Work to do: Please gather and copy out every line of the data below that contains the word "blue".
******************************
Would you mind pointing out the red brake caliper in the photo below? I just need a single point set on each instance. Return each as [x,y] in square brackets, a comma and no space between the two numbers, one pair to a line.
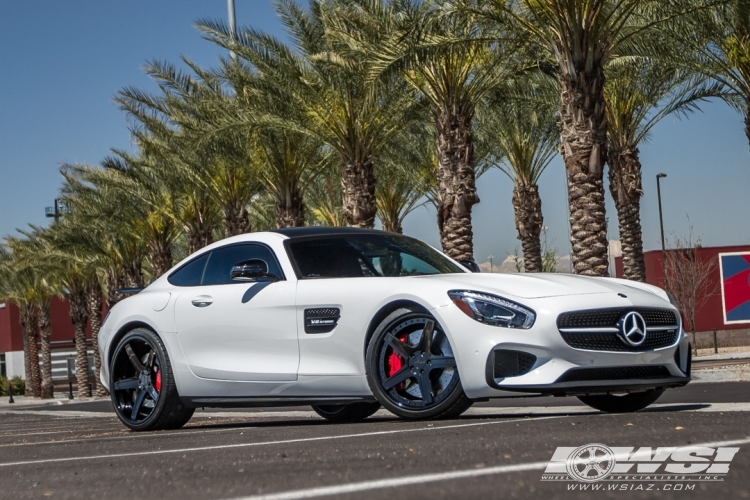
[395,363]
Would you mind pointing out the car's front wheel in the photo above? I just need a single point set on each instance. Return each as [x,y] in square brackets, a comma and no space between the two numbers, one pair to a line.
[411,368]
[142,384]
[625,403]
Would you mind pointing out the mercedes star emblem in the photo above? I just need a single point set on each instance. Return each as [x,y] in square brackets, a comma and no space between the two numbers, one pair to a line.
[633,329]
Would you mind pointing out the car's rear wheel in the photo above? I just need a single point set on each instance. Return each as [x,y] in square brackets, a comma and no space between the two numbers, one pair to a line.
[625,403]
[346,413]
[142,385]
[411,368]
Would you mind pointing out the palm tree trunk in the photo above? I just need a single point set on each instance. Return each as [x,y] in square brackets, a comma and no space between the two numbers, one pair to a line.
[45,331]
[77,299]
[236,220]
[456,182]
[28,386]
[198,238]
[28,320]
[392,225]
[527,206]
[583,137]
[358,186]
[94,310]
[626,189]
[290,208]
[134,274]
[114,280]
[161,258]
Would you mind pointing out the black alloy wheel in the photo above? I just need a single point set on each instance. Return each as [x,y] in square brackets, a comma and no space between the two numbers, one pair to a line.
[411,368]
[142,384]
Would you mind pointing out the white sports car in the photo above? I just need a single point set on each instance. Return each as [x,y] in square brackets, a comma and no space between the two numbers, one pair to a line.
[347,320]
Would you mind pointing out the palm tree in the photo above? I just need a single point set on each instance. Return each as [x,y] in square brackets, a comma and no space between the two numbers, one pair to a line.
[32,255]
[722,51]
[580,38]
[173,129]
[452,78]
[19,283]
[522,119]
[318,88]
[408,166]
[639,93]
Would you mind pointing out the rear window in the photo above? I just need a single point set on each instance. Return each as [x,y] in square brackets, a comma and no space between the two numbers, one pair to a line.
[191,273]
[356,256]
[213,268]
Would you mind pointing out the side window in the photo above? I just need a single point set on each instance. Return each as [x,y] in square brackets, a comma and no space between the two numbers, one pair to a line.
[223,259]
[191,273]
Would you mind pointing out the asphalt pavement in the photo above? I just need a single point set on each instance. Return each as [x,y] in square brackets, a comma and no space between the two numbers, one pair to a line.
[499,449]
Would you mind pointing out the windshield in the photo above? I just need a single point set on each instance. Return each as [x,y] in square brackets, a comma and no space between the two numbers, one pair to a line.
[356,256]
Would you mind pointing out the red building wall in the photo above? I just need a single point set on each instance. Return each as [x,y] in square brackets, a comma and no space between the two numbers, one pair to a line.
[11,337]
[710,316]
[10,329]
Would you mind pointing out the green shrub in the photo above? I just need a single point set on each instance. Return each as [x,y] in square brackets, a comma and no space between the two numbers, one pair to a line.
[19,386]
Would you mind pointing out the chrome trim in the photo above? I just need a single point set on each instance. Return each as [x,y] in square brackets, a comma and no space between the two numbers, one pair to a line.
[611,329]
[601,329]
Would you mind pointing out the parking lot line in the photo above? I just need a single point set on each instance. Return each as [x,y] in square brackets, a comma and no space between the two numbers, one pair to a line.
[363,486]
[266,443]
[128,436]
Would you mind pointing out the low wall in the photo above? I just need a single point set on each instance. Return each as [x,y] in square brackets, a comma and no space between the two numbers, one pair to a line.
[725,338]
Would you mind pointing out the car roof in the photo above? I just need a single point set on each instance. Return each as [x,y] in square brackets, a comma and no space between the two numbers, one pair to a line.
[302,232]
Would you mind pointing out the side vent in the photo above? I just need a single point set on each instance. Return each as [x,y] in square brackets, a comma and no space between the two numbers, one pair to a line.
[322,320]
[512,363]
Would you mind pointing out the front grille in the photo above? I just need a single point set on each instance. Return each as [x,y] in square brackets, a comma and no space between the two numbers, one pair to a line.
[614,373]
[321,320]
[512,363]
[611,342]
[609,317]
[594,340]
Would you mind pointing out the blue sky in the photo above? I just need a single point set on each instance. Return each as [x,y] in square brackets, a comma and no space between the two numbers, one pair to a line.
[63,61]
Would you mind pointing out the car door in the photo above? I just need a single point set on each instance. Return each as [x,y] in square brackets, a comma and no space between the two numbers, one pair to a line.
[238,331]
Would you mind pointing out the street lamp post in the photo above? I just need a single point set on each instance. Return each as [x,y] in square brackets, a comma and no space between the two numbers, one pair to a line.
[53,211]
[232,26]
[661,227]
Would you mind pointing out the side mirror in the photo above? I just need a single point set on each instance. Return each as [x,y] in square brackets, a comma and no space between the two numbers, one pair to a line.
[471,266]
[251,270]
******************************
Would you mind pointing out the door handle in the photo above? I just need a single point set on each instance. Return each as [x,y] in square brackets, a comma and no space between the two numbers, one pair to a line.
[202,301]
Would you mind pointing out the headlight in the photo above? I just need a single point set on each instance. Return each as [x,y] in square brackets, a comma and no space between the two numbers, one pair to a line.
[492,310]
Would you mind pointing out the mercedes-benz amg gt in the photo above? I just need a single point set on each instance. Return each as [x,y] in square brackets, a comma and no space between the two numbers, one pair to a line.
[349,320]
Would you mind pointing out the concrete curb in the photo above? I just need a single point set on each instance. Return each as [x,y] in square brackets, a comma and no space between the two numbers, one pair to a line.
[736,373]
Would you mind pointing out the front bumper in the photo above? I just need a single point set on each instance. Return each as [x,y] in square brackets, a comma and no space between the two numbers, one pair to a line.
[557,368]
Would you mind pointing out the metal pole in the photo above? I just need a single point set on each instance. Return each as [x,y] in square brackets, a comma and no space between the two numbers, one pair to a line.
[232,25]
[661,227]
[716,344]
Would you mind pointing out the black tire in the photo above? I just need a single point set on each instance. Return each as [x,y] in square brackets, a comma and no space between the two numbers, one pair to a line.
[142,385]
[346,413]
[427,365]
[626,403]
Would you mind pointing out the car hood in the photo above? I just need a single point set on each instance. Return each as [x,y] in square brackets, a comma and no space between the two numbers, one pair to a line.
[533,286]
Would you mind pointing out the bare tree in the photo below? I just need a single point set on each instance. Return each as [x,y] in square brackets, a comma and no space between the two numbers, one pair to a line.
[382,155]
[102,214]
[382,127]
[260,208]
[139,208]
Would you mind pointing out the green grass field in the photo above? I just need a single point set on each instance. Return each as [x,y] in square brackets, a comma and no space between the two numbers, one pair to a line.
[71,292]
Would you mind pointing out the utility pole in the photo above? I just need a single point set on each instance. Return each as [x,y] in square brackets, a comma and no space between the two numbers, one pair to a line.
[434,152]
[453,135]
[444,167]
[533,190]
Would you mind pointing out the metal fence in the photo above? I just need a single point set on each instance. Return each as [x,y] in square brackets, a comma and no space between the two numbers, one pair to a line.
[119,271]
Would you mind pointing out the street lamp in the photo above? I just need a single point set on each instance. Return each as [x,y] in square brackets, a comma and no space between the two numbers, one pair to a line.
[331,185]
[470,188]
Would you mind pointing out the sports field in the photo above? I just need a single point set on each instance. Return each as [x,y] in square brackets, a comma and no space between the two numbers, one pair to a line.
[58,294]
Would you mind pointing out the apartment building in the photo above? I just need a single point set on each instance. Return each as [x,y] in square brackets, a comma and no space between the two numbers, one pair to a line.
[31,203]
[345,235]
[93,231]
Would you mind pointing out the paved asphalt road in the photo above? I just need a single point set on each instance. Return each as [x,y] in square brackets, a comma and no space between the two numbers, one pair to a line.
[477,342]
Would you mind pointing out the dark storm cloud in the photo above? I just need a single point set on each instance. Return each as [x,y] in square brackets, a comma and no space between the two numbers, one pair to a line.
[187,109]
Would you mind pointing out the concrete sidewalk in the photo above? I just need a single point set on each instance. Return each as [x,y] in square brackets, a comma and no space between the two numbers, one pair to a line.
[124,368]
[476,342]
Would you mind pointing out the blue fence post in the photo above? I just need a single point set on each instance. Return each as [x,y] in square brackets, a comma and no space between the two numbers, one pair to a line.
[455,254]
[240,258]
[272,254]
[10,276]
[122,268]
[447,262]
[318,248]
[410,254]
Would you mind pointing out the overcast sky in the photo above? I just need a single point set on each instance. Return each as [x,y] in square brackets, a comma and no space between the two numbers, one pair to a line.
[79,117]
******************************
Task result:
Would you mind pointing out the blue sky in the photo above? I just need a single point set on each instance. Return each as [x,y] in square brackets, a comma and no space between the two numbers, one pair to a line.
Would you mind pointing out the blue fence post in the photo above? I just need a single point set on each instance. Return each as [x,y] in square brackets, a comma and no space between the two numbers, one pair to a line.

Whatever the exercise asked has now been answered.